━━━━━ AVAILABLE DATA ━━━━━

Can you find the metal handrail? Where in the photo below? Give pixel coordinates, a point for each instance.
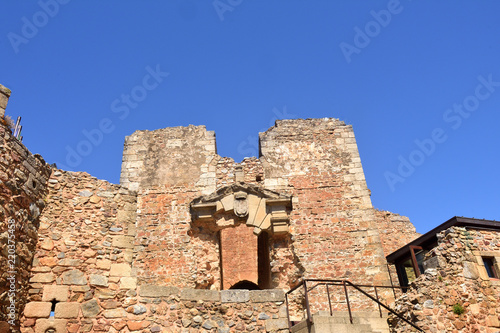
(344, 284)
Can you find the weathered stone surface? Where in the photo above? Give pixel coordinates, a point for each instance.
(114, 313)
(454, 296)
(128, 283)
(54, 292)
(273, 325)
(90, 308)
(43, 325)
(67, 310)
(126, 242)
(200, 295)
(98, 280)
(157, 291)
(139, 309)
(269, 295)
(43, 278)
(104, 264)
(234, 296)
(120, 270)
(137, 325)
(73, 276)
(37, 309)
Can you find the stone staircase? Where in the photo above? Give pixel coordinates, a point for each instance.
(363, 322)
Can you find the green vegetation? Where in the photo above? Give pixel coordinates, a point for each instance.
(458, 309)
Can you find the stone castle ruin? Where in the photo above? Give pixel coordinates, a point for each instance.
(190, 241)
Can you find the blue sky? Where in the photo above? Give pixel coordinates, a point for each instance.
(418, 80)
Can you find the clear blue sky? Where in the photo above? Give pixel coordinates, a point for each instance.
(397, 71)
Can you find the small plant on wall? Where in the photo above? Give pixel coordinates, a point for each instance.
(458, 309)
(7, 120)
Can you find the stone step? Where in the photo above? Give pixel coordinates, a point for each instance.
(339, 322)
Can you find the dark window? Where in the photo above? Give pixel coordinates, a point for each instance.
(245, 285)
(264, 265)
(489, 264)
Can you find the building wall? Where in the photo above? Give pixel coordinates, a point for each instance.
(333, 224)
(458, 280)
(23, 179)
(131, 256)
(333, 229)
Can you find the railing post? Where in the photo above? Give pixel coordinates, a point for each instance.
(347, 300)
(329, 301)
(309, 318)
(378, 302)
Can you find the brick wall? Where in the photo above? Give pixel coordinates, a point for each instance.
(459, 280)
(332, 221)
(23, 179)
(239, 256)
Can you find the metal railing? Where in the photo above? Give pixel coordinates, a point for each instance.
(345, 284)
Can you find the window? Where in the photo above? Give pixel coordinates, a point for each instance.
(489, 264)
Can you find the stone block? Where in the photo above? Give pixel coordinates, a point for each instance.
(470, 270)
(273, 325)
(43, 278)
(73, 276)
(158, 291)
(200, 295)
(120, 270)
(114, 313)
(54, 292)
(98, 280)
(90, 308)
(38, 309)
(124, 242)
(67, 310)
(104, 264)
(128, 283)
(43, 325)
(270, 295)
(234, 296)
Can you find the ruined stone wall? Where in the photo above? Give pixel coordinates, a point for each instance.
(170, 157)
(333, 231)
(4, 99)
(152, 308)
(23, 179)
(457, 280)
(332, 222)
(84, 254)
(251, 168)
(395, 230)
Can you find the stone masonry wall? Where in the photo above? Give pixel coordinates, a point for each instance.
(4, 99)
(333, 226)
(395, 230)
(332, 221)
(458, 281)
(84, 253)
(23, 179)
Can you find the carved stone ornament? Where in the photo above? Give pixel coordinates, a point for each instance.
(260, 208)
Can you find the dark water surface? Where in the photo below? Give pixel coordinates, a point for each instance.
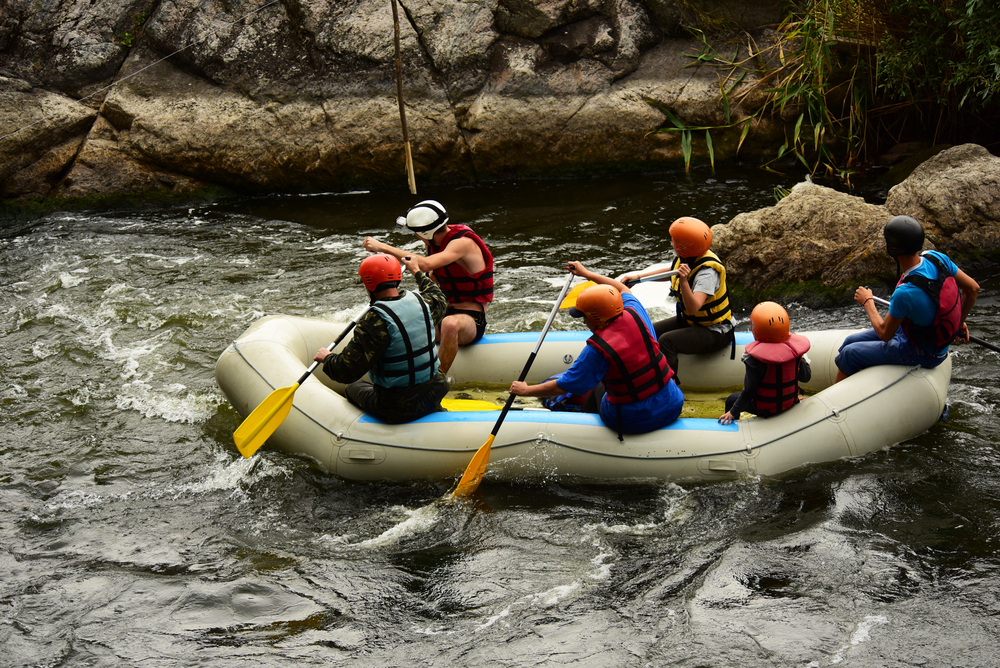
(132, 532)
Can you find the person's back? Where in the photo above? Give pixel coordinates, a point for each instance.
(775, 364)
(394, 344)
(889, 340)
(623, 355)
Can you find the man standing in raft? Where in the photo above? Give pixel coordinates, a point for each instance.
(393, 343)
(622, 354)
(926, 313)
(460, 263)
(704, 320)
(775, 362)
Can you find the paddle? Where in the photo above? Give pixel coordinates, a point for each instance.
(571, 298)
(271, 412)
(972, 339)
(477, 467)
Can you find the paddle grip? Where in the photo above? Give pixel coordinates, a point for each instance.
(651, 277)
(330, 347)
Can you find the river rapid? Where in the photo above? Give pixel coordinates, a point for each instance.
(133, 533)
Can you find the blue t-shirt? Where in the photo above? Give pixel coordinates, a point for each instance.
(910, 301)
(648, 414)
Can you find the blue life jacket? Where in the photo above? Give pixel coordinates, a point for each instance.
(410, 358)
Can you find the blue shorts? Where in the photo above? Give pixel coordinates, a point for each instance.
(864, 349)
(477, 316)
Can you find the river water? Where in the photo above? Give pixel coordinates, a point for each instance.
(133, 533)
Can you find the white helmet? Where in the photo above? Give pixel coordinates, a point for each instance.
(424, 219)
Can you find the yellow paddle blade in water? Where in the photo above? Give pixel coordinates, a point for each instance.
(570, 300)
(267, 417)
(474, 472)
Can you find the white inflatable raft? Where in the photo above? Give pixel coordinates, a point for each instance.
(869, 411)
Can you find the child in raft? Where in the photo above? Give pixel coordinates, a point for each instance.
(775, 364)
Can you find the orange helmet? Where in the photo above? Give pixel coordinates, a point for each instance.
(691, 237)
(600, 303)
(378, 270)
(769, 323)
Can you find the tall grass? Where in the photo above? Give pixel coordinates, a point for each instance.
(846, 76)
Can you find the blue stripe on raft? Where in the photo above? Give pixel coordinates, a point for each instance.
(742, 338)
(551, 417)
(532, 337)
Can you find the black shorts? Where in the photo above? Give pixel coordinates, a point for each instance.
(478, 316)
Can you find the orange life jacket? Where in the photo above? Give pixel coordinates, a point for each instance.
(779, 389)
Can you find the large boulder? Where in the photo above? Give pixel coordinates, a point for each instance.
(101, 97)
(820, 243)
(815, 241)
(956, 196)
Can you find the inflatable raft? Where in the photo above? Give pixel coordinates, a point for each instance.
(869, 411)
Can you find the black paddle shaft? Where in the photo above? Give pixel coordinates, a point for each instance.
(531, 357)
(330, 347)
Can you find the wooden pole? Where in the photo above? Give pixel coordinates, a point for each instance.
(402, 109)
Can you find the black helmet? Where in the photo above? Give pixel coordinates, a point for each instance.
(903, 236)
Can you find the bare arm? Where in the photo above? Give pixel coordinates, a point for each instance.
(885, 327)
(577, 269)
(970, 291)
(547, 389)
(693, 301)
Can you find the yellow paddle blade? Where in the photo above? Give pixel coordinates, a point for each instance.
(267, 417)
(469, 405)
(570, 299)
(474, 471)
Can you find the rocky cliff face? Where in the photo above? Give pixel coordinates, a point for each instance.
(818, 243)
(138, 96)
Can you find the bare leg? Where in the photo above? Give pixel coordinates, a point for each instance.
(456, 330)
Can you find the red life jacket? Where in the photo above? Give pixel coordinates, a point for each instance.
(779, 389)
(638, 369)
(458, 284)
(943, 291)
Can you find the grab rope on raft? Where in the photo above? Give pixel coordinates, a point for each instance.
(206, 35)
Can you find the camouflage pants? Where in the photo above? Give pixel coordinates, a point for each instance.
(399, 404)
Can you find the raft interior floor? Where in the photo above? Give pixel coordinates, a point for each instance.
(705, 403)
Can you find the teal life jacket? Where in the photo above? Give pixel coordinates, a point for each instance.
(411, 358)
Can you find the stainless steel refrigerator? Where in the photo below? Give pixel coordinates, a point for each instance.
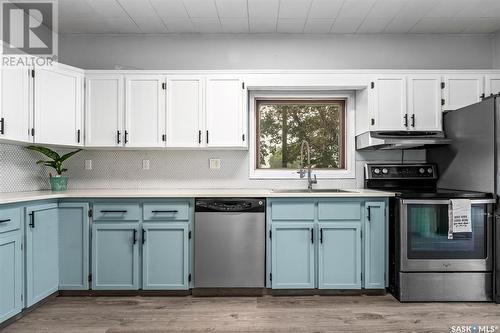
(472, 161)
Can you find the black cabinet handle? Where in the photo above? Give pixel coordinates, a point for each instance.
(164, 211)
(32, 220)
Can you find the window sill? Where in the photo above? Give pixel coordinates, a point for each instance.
(292, 174)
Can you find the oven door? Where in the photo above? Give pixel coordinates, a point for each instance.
(424, 238)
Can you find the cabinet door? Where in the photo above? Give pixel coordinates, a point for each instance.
(15, 104)
(115, 256)
(389, 104)
(375, 245)
(42, 264)
(339, 255)
(11, 280)
(104, 111)
(492, 84)
(185, 111)
(145, 111)
(424, 103)
(292, 255)
(58, 106)
(225, 112)
(461, 90)
(73, 246)
(165, 255)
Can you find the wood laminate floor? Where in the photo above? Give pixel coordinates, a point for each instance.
(252, 314)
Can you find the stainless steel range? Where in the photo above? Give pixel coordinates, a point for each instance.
(424, 264)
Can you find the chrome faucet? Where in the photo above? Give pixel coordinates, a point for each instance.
(301, 172)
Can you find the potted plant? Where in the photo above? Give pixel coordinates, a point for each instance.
(57, 182)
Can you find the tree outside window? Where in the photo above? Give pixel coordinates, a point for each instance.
(282, 125)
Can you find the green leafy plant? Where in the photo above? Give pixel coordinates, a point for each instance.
(56, 160)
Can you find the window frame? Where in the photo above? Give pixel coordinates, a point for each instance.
(290, 95)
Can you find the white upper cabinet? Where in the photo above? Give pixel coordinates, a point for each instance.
(225, 120)
(144, 111)
(185, 111)
(57, 106)
(424, 103)
(492, 84)
(15, 104)
(461, 90)
(104, 111)
(388, 103)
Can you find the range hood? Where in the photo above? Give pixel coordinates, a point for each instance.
(385, 140)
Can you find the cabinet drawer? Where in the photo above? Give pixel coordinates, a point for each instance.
(339, 210)
(173, 211)
(10, 219)
(117, 212)
(291, 210)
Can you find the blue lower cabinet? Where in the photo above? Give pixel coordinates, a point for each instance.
(292, 255)
(11, 280)
(165, 259)
(42, 252)
(339, 255)
(115, 256)
(73, 246)
(375, 245)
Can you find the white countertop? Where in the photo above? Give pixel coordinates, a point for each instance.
(14, 197)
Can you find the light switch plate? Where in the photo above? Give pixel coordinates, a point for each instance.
(88, 164)
(214, 163)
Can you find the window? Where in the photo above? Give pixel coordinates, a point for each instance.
(282, 125)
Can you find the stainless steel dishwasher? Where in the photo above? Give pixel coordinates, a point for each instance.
(229, 243)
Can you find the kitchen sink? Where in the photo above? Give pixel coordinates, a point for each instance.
(305, 190)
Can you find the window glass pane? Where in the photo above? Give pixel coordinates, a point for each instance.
(283, 125)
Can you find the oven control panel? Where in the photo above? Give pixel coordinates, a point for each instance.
(401, 171)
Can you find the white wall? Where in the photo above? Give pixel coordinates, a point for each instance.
(278, 52)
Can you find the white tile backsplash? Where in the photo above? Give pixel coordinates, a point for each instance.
(168, 169)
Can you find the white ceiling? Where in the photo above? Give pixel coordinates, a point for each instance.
(279, 16)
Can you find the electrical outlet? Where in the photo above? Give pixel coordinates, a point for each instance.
(214, 163)
(88, 164)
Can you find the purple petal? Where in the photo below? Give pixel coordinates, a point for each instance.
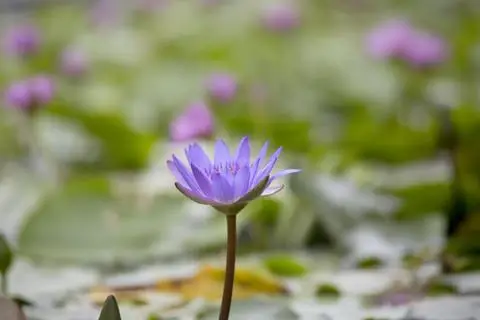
(284, 173)
(241, 182)
(202, 181)
(243, 152)
(194, 196)
(173, 169)
(196, 155)
(255, 192)
(272, 190)
(263, 152)
(254, 170)
(187, 176)
(222, 154)
(269, 167)
(222, 190)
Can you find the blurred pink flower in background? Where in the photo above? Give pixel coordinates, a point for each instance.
(281, 16)
(105, 12)
(30, 94)
(195, 122)
(222, 87)
(41, 89)
(17, 95)
(23, 40)
(73, 62)
(425, 49)
(397, 39)
(389, 39)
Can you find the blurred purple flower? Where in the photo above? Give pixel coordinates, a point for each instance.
(42, 89)
(21, 40)
(222, 87)
(105, 12)
(281, 16)
(17, 95)
(228, 183)
(195, 122)
(425, 50)
(30, 94)
(389, 39)
(73, 62)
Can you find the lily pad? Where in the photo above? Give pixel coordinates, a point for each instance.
(86, 223)
(285, 266)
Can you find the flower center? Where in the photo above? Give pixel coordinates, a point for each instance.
(228, 168)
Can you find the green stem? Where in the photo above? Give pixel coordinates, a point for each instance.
(229, 268)
(3, 277)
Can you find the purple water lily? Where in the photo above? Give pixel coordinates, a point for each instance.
(228, 183)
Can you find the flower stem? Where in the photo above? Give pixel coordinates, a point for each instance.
(229, 268)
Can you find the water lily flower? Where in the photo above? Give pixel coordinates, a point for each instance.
(397, 39)
(425, 49)
(22, 40)
(222, 87)
(281, 17)
(17, 95)
(195, 122)
(389, 39)
(229, 182)
(30, 94)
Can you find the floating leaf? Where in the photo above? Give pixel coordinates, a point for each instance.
(110, 310)
(369, 263)
(254, 309)
(86, 223)
(285, 266)
(206, 284)
(327, 290)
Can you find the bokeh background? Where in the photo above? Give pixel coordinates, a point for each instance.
(376, 101)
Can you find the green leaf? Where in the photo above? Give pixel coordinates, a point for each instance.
(122, 147)
(327, 290)
(265, 309)
(9, 310)
(84, 222)
(6, 255)
(110, 310)
(285, 266)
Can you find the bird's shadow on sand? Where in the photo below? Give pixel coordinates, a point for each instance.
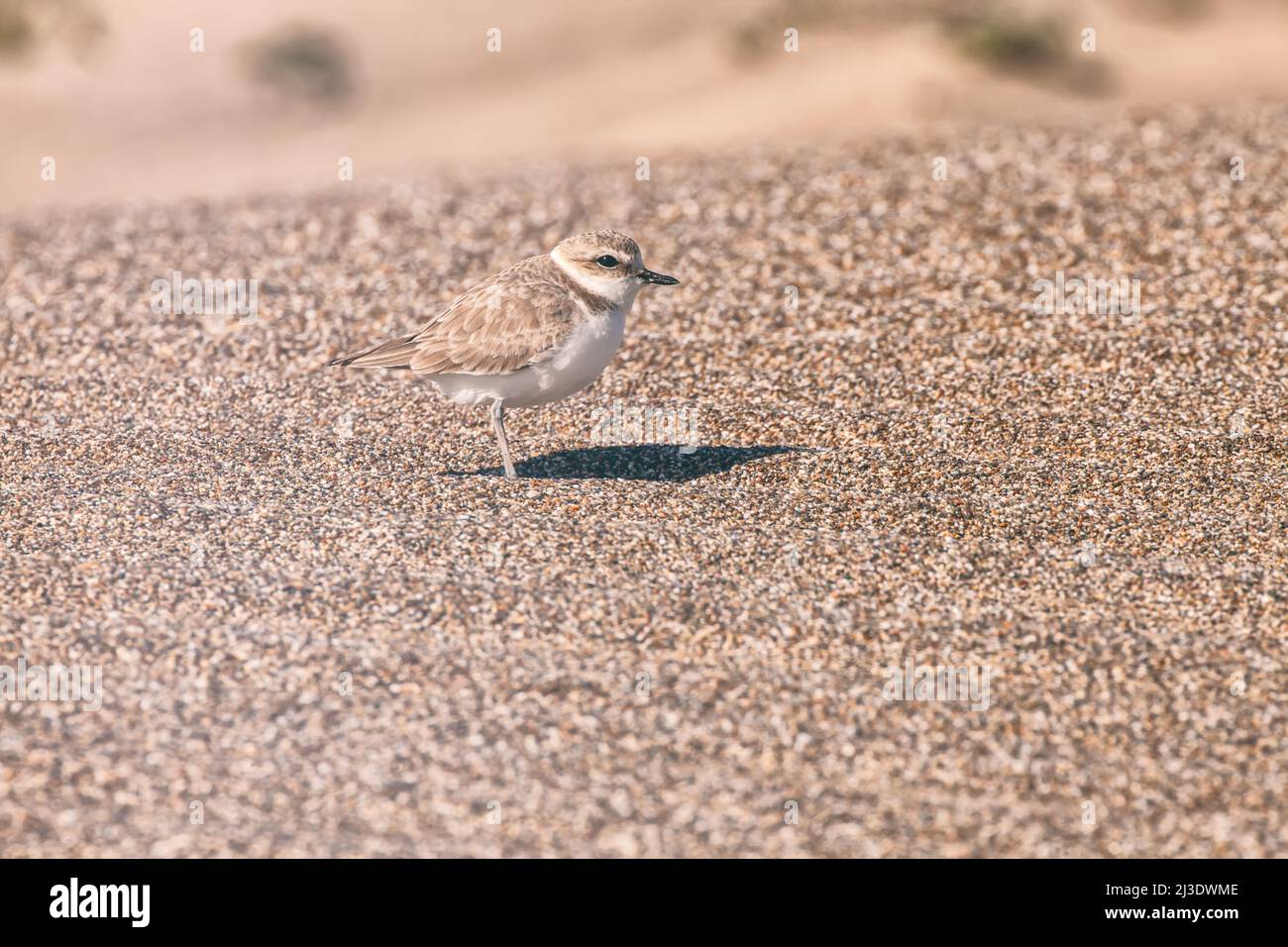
(658, 463)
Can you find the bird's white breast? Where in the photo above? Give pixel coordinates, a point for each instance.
(588, 351)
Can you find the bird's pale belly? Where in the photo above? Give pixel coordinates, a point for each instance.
(587, 354)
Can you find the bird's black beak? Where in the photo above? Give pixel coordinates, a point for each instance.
(649, 275)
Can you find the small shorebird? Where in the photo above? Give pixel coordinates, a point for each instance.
(532, 334)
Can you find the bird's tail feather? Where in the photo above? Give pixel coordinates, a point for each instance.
(394, 354)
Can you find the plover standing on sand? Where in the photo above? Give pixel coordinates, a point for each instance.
(532, 334)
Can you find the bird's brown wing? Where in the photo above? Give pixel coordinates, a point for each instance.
(506, 322)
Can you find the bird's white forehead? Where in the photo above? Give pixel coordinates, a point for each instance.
(595, 243)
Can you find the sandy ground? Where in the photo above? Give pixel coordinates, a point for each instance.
(330, 629)
(140, 115)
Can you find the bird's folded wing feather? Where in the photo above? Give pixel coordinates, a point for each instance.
(514, 318)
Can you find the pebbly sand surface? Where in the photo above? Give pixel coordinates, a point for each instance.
(326, 626)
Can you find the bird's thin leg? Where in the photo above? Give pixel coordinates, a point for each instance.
(498, 427)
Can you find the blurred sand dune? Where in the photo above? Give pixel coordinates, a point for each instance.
(142, 116)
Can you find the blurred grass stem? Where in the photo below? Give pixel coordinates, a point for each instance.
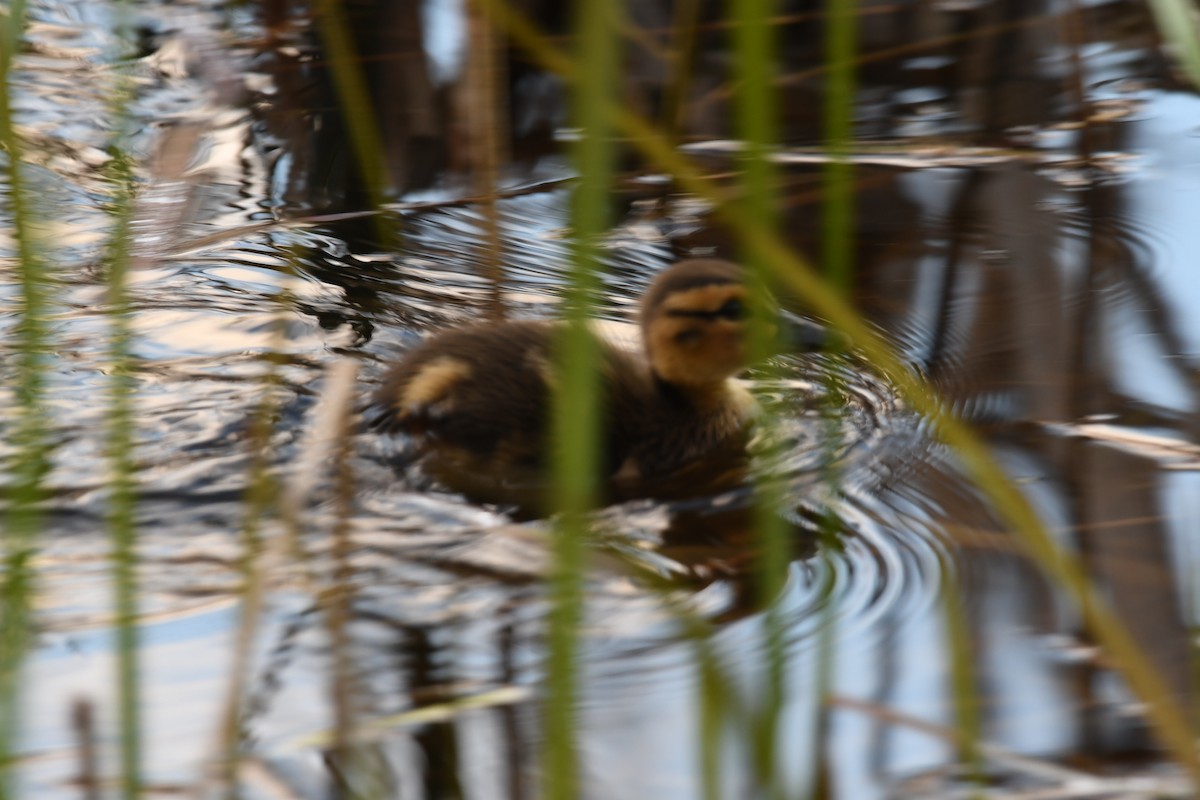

━━━━━

Pull out each line above that contains the word "standing". Treat uppercase and lowercase letters as different.

Can you find the man standing in raft? Where in the photo above? Give pixel coordinates, a point for each instance.
Can you find the plover standing on sand? Where in the photo above? Give pixel coordinates, a point for each instance.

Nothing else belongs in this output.